PROBLEM TO SOLVE: Carry none of the pictures over; write out the complete data exactly.
========
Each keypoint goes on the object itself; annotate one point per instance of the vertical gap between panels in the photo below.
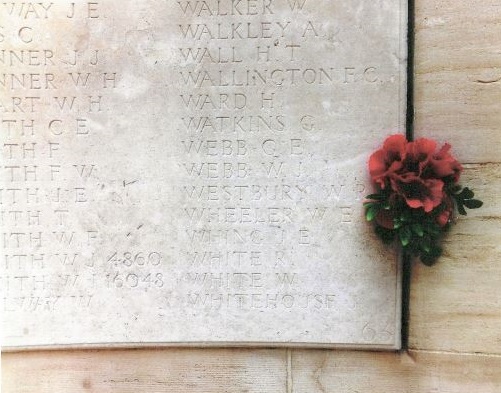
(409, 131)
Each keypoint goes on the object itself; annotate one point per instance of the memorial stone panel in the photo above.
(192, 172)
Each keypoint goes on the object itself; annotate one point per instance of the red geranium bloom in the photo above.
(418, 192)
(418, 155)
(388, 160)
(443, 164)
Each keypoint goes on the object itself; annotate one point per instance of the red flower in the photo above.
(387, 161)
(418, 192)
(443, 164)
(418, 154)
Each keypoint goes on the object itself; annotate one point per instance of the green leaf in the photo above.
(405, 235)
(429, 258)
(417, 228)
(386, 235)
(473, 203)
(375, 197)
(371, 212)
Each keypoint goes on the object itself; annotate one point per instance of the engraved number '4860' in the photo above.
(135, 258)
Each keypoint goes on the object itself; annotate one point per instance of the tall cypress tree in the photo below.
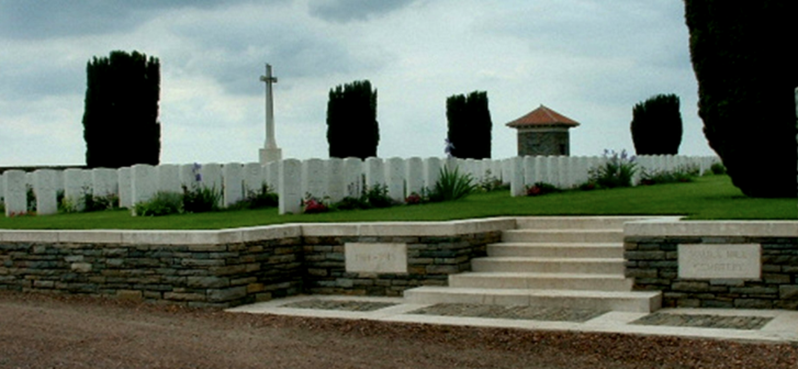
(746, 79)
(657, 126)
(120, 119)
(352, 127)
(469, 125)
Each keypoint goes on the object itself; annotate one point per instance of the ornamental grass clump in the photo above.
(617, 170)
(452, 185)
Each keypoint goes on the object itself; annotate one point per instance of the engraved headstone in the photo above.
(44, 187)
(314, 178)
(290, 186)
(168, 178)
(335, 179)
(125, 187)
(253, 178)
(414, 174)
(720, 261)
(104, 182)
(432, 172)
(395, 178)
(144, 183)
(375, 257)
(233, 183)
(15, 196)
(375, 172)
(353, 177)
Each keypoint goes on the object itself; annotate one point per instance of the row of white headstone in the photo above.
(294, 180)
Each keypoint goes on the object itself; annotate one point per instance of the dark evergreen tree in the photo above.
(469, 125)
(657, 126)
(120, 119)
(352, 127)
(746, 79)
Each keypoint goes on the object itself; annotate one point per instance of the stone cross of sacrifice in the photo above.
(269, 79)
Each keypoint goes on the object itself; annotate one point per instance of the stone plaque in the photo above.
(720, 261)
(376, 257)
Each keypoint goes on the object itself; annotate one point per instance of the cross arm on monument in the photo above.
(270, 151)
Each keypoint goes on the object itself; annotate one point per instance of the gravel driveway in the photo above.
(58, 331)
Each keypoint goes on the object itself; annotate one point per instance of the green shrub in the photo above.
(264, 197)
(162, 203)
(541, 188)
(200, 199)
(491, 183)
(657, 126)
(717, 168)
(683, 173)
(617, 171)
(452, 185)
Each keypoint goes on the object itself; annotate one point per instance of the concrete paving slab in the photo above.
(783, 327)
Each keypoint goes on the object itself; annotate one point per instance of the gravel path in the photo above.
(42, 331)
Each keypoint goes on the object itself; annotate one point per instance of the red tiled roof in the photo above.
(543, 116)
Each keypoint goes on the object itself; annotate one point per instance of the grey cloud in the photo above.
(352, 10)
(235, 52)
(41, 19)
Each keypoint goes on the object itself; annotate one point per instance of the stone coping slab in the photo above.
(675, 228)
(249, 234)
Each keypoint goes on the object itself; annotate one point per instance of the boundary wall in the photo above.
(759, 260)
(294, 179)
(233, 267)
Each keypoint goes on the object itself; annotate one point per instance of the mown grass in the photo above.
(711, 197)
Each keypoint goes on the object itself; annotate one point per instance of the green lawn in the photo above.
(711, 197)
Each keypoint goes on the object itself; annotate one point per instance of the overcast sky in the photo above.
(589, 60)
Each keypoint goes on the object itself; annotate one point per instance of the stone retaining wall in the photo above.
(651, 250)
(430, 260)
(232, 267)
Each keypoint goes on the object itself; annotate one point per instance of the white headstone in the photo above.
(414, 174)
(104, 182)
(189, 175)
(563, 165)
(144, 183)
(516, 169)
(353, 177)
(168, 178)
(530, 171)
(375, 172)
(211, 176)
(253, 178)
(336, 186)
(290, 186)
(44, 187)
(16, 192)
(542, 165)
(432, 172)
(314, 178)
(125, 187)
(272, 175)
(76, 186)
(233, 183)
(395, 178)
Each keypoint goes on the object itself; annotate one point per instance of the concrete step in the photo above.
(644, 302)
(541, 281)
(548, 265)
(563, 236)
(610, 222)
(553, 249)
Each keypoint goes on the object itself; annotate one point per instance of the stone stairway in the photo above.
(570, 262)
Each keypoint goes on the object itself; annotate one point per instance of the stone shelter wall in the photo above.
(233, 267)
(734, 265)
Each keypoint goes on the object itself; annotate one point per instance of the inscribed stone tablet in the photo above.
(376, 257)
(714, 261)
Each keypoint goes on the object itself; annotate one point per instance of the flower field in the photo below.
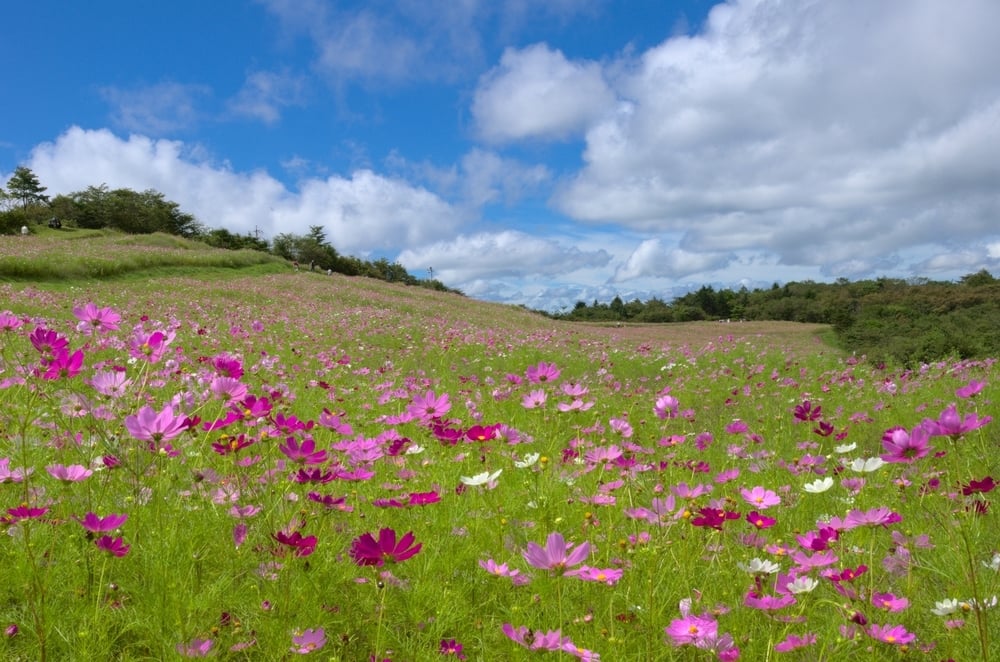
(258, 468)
========
WRITTEN SOLUTION:
Each keypoint goes on the object itself; annotate one point per instance of the vertical gap between panels in the photo below.
(409, 131)
Each keypoint goes on the object itself; annotate one point per instance of the memorial stone panel in the photo above.
(192, 172)
Each keypoint goes on the object itself; annotate one point per instance of the red geranium bloom in the photo above.
(418, 192)
(418, 155)
(388, 160)
(443, 164)
Each keypoint goes on the object itself; annotate one point per instance of the red flower in the photo above.
(387, 161)
(418, 192)
(443, 164)
(418, 154)
Each keypoint goes on the object itself; annotate one point per instance of the green leaf in the photo above.
(405, 235)
(429, 258)
(417, 228)
(386, 235)
(473, 203)
(375, 197)
(371, 212)
Each keypoint goes on the object itself; annotate one point per instance of the engraved number '4860' in the photo above.
(135, 258)
Each keypoint goes on the object itself; annotate one point per instance of the tall cypress tree in the photo below.
(746, 79)
(657, 126)
(120, 119)
(352, 127)
(469, 125)
Each keypoint goes on the object itself; annotate one point per instance of the ornamental grass clump in the photo above.
(617, 170)
(452, 185)
Each keypoint goes on the object itself; annotate one point per instance of the engraved headstone in the photo above.
(44, 187)
(314, 178)
(290, 186)
(168, 178)
(335, 179)
(125, 187)
(253, 178)
(414, 174)
(720, 261)
(104, 182)
(432, 172)
(395, 178)
(144, 183)
(375, 257)
(233, 183)
(15, 196)
(375, 172)
(353, 177)
Each keypoint goes on the object itself; annotate one point per instance of the row of white headstone in the photo above.
(294, 180)
Each keypoint goes on the object itself; annotate one point per instance of the dark evergreen tree in the photo above.
(469, 125)
(657, 126)
(120, 119)
(352, 127)
(746, 79)
Each keypoint goes on the object itself; annotate one point per instance of the stone cross of sacrifice in the photo above.
(269, 79)
Each keypoint goes on the object itself; annotate one point per instance of the stone plaque in the photo above.
(720, 261)
(376, 257)
Each keypoint goes on the object itself; annotate one point per instance of the cross arm on monument in the photo above.
(270, 151)
Each keypoint goes on the object itself; annotate one point per instance of the gravel driveway in the photo above.
(58, 331)
Each keypoint goes on the object itself; annotate one point per instance of the green shrub in the photo above.
(264, 197)
(162, 203)
(541, 188)
(200, 199)
(491, 183)
(657, 126)
(717, 168)
(683, 173)
(617, 171)
(452, 185)
Each keypoint goes on the object itself; annotate one point per instance of the concrete paving slab in the photo above.
(783, 327)
Each keypoint goes on the object itself; annotate one point per instance of the gravel path in the photo above.
(42, 331)
Each keypoint goes on the object itself; annotate one point per instance of the red tiled roof in the photo above.
(543, 116)
Each keypoint goes on the object itself; annotate one point per instance of the grey cloud in the photo above.
(352, 10)
(235, 52)
(41, 19)
Each keypoint goes on the object itself; annotate one point per instance of the stone coping slab in the photo above.
(675, 228)
(249, 234)
Each keypoint goes on the object itself; annotate one point per instance of the boundary wall in the photo above.
(759, 260)
(294, 179)
(233, 267)
Each keypoint goes on the object itself; annotate one point per instance of the mown grass in the photo above.
(711, 197)
Each keypoint goes on the object itself; annotate one point per instance of the green lawn in the photo above.
(711, 197)
Each keypoint goes on the object itself; annotate one point per instance of the overcast sky in the photo above.
(589, 60)
Each keypoint goes on the object itself; annotate one point per instance of the stone retaining wall in the photo above.
(651, 250)
(430, 260)
(232, 267)
Each keypoint goes on the object itself; annotate one point per instance of the white headstone in the photo above.
(414, 174)
(104, 182)
(189, 175)
(563, 165)
(144, 183)
(516, 169)
(353, 177)
(168, 178)
(530, 171)
(375, 172)
(211, 176)
(253, 178)
(336, 186)
(290, 186)
(44, 187)
(16, 192)
(542, 165)
(432, 172)
(314, 178)
(125, 187)
(272, 175)
(76, 186)
(233, 183)
(395, 178)
Each keypoint goes on the object itself; annotate one point per instance of the concrete step in the photo above.
(644, 302)
(541, 281)
(548, 265)
(563, 236)
(610, 222)
(553, 249)
Each keypoint goes on the object itself; annotate one point per instance of the stone stairway in the photo above.
(570, 262)
Each keypoint goes on the object itself; annotate one point per instance of the stone shelter wall in the photo above.
(233, 267)
(734, 265)
Each keypoint goes on the object itself; annotate one point per instance of the inscribed stone tablet in the photo above.
(376, 257)
(714, 261)
Each keypoint goes on the object itself; annotate one point per instance of the flower field in the photo below.
(258, 468)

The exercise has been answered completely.